-- start --

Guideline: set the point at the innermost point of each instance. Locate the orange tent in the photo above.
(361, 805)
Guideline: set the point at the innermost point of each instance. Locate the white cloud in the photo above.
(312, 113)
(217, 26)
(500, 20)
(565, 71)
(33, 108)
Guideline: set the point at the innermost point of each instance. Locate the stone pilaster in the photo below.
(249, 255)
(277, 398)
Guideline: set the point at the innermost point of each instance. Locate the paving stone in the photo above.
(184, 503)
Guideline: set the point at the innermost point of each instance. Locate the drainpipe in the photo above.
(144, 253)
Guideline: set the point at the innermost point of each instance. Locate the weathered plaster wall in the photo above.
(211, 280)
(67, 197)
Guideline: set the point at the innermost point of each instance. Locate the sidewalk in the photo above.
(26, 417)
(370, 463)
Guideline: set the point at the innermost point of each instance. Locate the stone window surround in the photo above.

-- end --
-- start --

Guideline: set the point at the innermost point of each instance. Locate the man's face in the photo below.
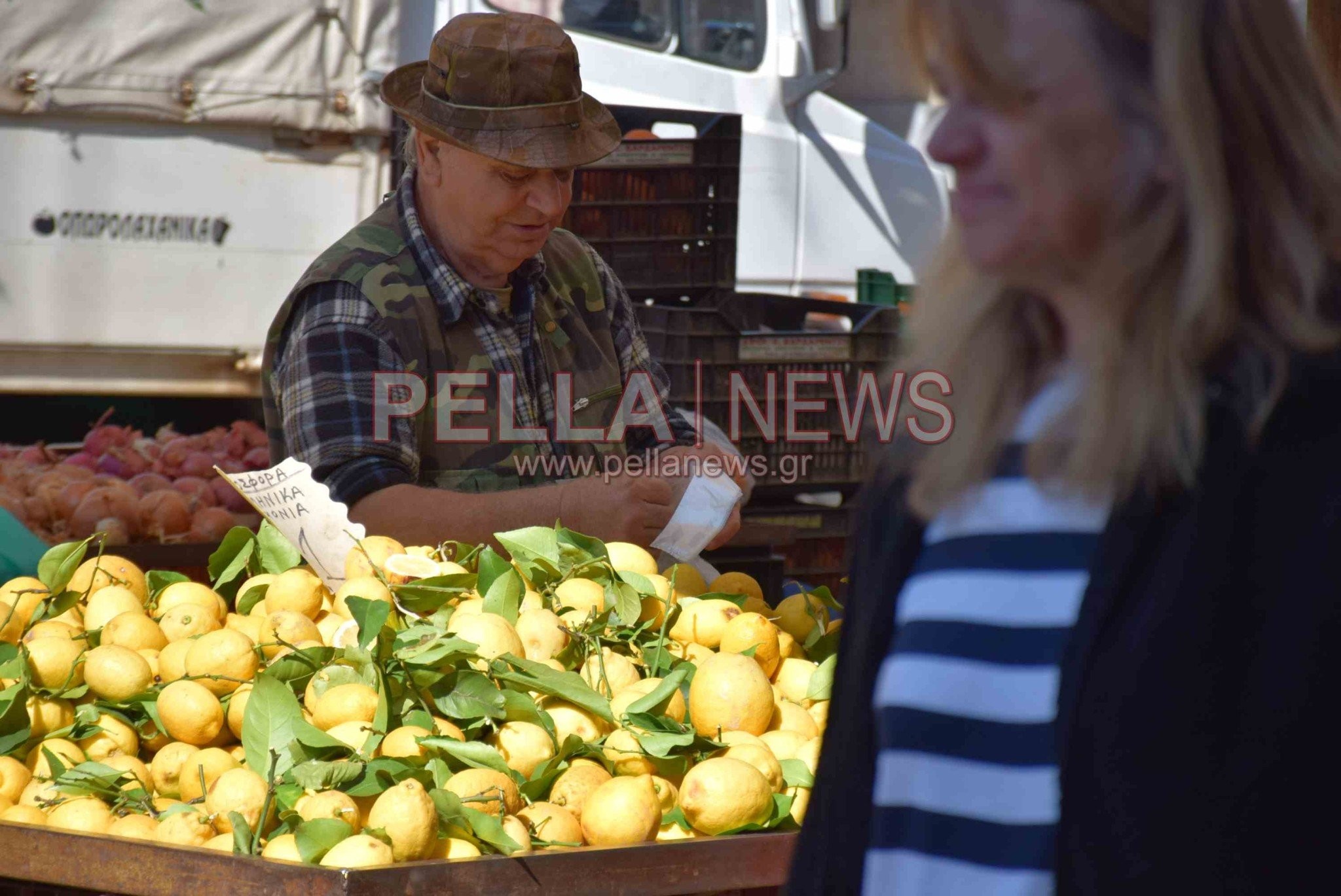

-- end --

Written instruction: Arrange the lines as a Markdown table with the columns No. and Entry. Start with the line containing "tent in the photo above." and go on through the line containing "surround in the photo above.". Number each row and leave out any blank lines.

Expected output:
| No. | Entry |
|---|---|
| 1 | Guideline: set the point at the innermost point of each instance. Locate the orange tent in the photo above. |
| 2 | (361, 805) |
| 3 | Guideline: set the point at the innermost point of each instance. Locate the white cloud in the photo above. |
| 4 | (312, 113) |
| 5 | (217, 26) |
| 6 | (500, 20) |
| 7 | (565, 71) |
| 8 | (33, 108) |
| 9 | Guideline: set the point at the innermost point of each instance. Locate the stone pilaster in the photo below. |
| 10 | (249, 255) |
| 11 | (277, 398) |
| 12 | Guideline: set the point at the innermost point of each instance. Locate the paving stone in the photo above. |
| 13 | (184, 503) |
| 14 | Guideline: set the point at the innermost point of each instance. Locate the drainpipe in the photo above. |
| 15 | (144, 253) |
| 16 | Guideline: set the point at the innermost point of each instance. Locate the weathered plaster wall in the photo above. |
| 17 | (211, 280) |
| 18 | (67, 197) |
| 19 | Guideline: set the point at the innermost point of each instance. Locate the sidewalk in the photo above. |
| 20 | (26, 417) |
| 21 | (370, 463) |
| 22 | Guideline: set the point at the innermost point of each instance. Locate the stone window surround in the photo above. |